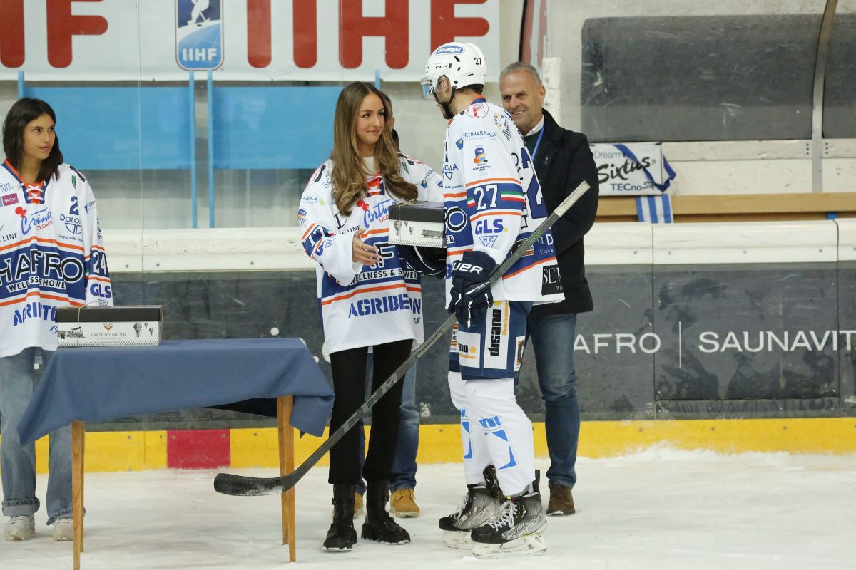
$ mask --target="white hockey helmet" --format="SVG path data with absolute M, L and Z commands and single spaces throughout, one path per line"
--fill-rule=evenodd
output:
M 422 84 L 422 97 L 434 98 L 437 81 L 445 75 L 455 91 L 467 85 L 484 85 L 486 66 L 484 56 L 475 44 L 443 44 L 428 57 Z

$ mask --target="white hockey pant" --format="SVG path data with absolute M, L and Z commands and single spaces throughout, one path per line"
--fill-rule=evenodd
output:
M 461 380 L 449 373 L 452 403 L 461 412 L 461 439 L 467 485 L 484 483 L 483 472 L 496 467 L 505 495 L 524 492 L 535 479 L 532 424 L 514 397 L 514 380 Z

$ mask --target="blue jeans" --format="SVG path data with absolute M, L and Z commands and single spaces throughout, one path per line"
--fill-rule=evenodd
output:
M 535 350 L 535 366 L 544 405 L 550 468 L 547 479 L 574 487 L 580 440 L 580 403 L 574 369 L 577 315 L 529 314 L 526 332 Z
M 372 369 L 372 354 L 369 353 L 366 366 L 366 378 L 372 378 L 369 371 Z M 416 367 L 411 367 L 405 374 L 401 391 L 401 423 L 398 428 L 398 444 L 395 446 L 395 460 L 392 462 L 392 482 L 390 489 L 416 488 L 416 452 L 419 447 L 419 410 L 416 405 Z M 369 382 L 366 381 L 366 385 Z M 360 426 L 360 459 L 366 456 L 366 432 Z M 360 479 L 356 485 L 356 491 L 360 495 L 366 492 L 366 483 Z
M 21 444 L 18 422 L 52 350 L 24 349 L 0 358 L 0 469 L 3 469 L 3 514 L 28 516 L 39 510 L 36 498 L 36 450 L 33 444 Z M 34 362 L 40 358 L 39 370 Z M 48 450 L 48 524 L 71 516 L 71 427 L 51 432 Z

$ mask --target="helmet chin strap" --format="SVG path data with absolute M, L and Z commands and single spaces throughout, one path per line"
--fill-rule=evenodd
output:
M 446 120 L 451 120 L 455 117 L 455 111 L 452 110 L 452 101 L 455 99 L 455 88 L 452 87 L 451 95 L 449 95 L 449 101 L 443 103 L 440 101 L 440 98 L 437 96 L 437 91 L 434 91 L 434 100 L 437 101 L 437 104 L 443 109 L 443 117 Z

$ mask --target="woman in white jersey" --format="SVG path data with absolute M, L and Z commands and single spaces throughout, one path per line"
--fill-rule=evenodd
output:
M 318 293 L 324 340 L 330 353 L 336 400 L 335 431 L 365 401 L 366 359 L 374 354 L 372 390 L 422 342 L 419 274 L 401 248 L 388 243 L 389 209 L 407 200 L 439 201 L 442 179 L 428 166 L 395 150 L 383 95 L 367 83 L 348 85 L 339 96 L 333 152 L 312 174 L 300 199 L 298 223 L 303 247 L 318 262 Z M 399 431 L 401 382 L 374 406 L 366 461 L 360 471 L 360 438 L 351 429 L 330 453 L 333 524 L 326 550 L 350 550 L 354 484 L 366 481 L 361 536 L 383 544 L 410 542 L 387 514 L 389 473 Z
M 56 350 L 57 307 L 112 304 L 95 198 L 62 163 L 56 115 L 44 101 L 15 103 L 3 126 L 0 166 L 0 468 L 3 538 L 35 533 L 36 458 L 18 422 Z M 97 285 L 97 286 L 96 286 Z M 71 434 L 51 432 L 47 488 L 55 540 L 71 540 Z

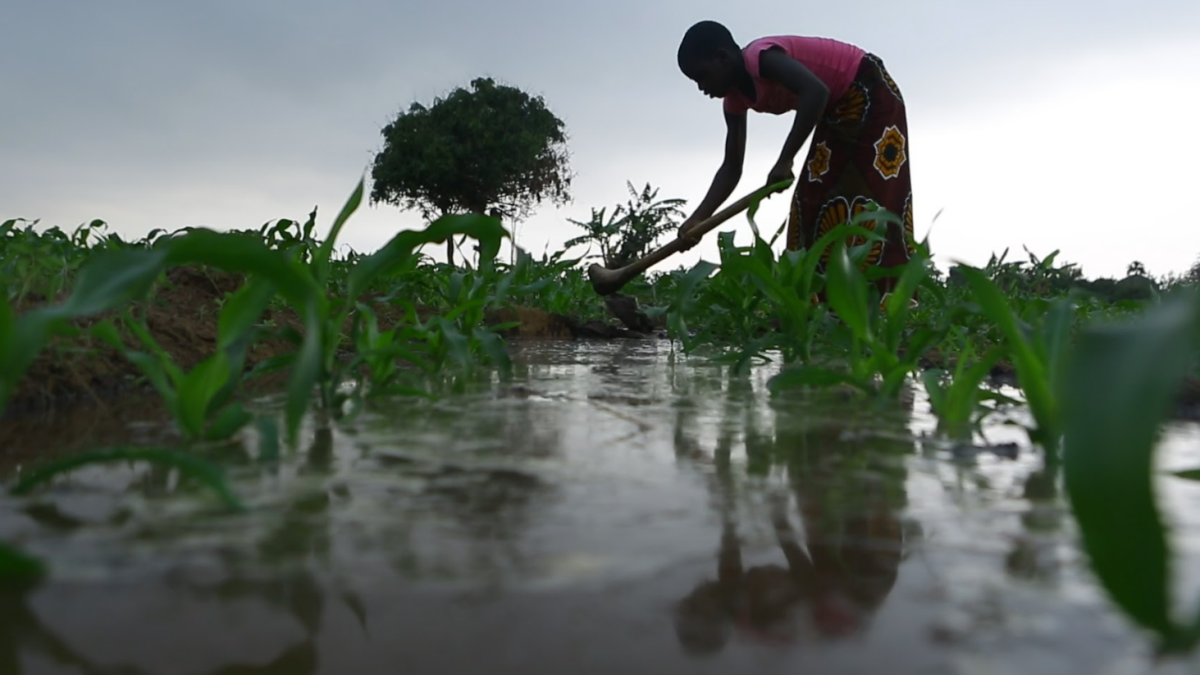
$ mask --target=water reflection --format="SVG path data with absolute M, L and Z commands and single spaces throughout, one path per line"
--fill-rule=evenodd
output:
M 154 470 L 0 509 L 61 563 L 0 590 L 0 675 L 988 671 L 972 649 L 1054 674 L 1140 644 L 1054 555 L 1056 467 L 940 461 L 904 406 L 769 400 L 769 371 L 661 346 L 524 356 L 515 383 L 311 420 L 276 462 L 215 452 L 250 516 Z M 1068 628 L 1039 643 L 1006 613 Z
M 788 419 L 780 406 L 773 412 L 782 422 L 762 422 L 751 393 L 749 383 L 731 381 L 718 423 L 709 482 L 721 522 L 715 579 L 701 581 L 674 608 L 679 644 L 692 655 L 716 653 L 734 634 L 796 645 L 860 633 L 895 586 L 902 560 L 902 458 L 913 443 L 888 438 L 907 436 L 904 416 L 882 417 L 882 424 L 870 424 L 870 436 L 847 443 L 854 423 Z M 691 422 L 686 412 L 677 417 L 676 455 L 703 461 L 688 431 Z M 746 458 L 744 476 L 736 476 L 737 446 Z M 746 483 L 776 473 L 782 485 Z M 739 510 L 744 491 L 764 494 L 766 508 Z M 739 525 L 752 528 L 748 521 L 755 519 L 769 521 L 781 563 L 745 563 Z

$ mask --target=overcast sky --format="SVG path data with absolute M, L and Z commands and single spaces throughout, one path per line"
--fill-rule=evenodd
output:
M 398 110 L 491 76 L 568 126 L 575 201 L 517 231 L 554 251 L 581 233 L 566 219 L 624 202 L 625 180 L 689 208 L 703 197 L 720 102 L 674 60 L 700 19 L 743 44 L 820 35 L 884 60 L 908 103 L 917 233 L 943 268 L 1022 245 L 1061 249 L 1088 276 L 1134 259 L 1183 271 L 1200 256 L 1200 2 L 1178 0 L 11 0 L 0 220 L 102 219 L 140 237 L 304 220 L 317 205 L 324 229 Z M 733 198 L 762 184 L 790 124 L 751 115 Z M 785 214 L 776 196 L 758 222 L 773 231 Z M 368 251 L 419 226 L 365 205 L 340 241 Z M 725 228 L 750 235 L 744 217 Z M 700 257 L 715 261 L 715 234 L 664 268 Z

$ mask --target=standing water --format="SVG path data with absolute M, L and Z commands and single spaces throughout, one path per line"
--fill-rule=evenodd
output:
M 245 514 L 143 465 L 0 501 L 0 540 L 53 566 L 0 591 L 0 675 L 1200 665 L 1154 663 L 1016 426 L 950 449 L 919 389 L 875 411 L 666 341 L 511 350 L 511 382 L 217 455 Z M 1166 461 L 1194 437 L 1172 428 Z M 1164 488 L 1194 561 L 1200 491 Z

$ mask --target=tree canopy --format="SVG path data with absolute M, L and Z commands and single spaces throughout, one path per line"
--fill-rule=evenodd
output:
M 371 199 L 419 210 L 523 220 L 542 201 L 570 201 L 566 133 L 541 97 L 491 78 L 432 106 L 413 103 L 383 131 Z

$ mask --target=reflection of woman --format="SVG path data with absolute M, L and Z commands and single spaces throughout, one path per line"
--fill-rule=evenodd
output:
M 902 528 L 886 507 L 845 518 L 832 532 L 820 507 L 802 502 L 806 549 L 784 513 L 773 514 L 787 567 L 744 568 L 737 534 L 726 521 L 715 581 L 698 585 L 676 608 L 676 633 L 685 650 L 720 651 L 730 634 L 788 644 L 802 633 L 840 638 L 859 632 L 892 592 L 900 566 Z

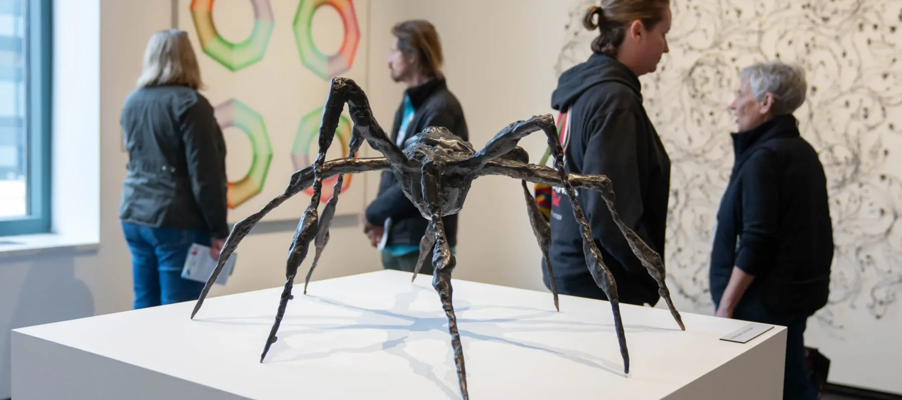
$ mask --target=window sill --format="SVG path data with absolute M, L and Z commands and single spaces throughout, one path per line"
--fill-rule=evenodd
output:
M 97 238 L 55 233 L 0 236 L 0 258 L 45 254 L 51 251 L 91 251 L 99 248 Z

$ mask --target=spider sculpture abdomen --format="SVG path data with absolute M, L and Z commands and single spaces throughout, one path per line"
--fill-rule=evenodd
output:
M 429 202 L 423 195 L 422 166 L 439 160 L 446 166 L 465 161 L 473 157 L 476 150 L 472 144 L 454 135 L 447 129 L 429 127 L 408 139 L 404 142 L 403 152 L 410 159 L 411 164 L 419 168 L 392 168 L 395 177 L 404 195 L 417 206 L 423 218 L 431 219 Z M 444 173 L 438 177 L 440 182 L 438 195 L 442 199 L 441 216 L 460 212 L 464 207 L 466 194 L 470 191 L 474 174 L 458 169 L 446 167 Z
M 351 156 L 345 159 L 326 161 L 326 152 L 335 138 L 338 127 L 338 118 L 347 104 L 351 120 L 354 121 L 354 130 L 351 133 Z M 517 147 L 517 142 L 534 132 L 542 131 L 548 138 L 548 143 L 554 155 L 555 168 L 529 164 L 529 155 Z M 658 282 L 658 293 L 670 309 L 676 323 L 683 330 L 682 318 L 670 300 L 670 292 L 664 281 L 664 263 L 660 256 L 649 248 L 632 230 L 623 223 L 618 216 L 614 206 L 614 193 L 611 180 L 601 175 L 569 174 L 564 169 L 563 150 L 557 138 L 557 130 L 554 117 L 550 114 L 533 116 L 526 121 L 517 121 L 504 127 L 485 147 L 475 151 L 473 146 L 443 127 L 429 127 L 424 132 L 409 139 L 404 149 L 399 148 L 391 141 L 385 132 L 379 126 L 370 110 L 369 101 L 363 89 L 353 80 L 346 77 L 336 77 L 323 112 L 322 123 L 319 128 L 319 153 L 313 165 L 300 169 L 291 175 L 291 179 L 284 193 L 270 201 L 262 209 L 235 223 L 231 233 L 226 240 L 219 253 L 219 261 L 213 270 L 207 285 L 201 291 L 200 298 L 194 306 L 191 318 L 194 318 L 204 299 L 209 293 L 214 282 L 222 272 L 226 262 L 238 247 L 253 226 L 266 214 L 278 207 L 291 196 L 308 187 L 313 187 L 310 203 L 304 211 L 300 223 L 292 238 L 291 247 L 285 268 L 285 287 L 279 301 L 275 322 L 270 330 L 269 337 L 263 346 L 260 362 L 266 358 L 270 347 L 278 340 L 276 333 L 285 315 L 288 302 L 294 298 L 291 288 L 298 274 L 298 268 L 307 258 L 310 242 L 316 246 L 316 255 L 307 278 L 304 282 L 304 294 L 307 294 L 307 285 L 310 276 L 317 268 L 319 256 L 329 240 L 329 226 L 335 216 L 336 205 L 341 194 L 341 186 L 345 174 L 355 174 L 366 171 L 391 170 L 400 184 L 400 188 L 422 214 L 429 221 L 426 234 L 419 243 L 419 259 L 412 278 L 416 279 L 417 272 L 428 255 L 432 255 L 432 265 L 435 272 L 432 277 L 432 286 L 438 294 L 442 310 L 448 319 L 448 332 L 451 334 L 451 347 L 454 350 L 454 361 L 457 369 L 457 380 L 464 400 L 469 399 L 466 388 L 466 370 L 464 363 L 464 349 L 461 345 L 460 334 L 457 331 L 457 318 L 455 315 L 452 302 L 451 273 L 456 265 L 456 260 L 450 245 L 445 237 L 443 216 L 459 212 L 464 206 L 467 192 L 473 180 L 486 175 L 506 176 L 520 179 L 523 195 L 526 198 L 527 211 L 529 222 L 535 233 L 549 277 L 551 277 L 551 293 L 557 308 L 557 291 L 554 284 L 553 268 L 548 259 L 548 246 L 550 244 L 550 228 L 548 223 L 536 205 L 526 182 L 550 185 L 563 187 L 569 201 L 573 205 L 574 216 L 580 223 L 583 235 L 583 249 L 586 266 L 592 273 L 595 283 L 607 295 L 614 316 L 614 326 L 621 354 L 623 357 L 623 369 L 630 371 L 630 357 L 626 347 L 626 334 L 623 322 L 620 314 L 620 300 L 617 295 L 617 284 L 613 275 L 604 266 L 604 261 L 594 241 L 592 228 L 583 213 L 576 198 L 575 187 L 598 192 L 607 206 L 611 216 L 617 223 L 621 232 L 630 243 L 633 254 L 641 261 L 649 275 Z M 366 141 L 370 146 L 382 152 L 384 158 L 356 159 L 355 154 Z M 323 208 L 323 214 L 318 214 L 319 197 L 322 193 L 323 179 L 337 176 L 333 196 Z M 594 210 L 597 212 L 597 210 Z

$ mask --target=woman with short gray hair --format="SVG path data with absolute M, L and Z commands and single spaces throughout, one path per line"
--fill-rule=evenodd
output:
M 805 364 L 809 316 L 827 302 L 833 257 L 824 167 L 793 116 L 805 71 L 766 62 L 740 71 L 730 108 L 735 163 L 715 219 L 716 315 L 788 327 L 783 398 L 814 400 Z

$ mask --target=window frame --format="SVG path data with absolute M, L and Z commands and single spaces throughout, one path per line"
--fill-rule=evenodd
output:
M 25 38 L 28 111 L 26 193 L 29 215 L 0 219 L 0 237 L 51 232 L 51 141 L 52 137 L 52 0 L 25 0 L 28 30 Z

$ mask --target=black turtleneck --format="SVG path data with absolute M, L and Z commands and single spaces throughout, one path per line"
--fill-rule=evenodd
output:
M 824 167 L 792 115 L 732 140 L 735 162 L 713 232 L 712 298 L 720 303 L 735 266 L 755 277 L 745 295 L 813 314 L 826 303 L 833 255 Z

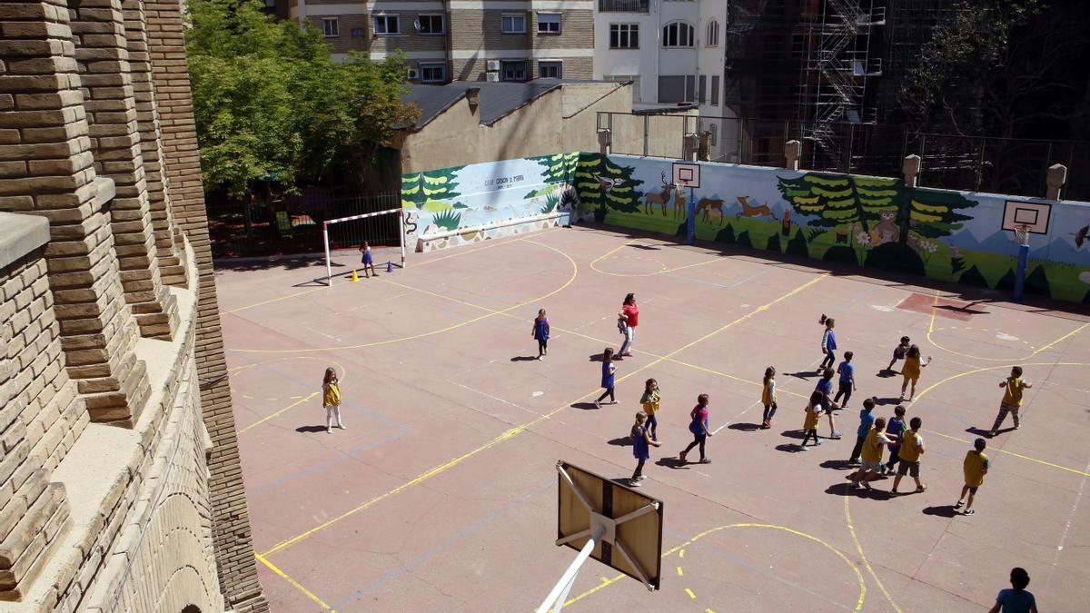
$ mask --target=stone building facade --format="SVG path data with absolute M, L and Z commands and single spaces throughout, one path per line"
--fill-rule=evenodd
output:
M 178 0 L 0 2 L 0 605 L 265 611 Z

**Written request**
Please lay out the lines of the listing as a numbered list, starting with the line that contains "mask --target=black turtleneck" and going on through the end of the listing, both ends included. Leave out blank lines and pictures.

**Result of the exercise**
1. $ mask --target=black turtleneck --format="SVG path data with absolute M, L and Z commands and single spaces throughout, one path per line"
2. --fill-rule=evenodd
3. output:
4. M 824 167 L 792 115 L 732 140 L 735 162 L 713 232 L 712 298 L 720 303 L 735 266 L 755 277 L 745 295 L 813 314 L 826 303 L 833 255 Z
5. $ mask --target=stone building facade --format="SVG path data with absolute M, L and Z commands and single spaces throughout, one path per line"
6. --fill-rule=evenodd
7. output:
8. M 178 0 L 0 2 L 0 605 L 265 611 Z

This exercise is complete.